Goal> Count the lines of the material below that contain the string "GeoJSON", treating uppercase and lowercase as different. Reply with the number only.

(A data block)
↓
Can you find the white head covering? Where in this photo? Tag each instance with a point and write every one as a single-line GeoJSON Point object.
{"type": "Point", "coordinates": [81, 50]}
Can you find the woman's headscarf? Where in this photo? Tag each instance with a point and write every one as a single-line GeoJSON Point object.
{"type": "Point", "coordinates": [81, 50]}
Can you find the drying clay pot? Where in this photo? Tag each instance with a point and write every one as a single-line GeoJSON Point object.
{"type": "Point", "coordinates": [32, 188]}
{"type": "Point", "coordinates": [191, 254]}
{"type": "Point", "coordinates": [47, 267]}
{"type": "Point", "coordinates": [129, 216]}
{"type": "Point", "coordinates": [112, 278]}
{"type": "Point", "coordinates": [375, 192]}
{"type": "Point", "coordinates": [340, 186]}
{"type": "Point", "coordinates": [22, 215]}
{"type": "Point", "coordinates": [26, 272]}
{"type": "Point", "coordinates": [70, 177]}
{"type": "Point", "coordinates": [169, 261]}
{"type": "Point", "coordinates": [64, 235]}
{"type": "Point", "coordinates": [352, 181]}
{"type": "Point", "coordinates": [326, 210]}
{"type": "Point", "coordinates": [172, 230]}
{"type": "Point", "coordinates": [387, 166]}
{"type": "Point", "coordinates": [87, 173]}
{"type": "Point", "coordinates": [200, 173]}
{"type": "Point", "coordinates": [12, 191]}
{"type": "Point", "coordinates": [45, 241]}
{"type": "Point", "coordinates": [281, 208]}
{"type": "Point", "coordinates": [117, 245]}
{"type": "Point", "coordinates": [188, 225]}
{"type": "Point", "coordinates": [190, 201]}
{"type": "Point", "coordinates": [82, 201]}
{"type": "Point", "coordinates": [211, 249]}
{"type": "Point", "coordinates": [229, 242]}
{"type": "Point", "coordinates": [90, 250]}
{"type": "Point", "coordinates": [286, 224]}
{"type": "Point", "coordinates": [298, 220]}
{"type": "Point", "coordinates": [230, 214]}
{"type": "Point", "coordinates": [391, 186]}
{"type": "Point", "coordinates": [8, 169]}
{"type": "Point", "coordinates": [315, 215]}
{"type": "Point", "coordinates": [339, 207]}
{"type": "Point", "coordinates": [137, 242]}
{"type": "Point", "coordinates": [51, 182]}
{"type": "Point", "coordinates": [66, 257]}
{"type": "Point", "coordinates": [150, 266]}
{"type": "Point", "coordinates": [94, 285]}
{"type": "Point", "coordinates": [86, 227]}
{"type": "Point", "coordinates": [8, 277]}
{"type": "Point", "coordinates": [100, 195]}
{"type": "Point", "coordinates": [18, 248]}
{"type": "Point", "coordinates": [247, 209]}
↑
Expected output> 3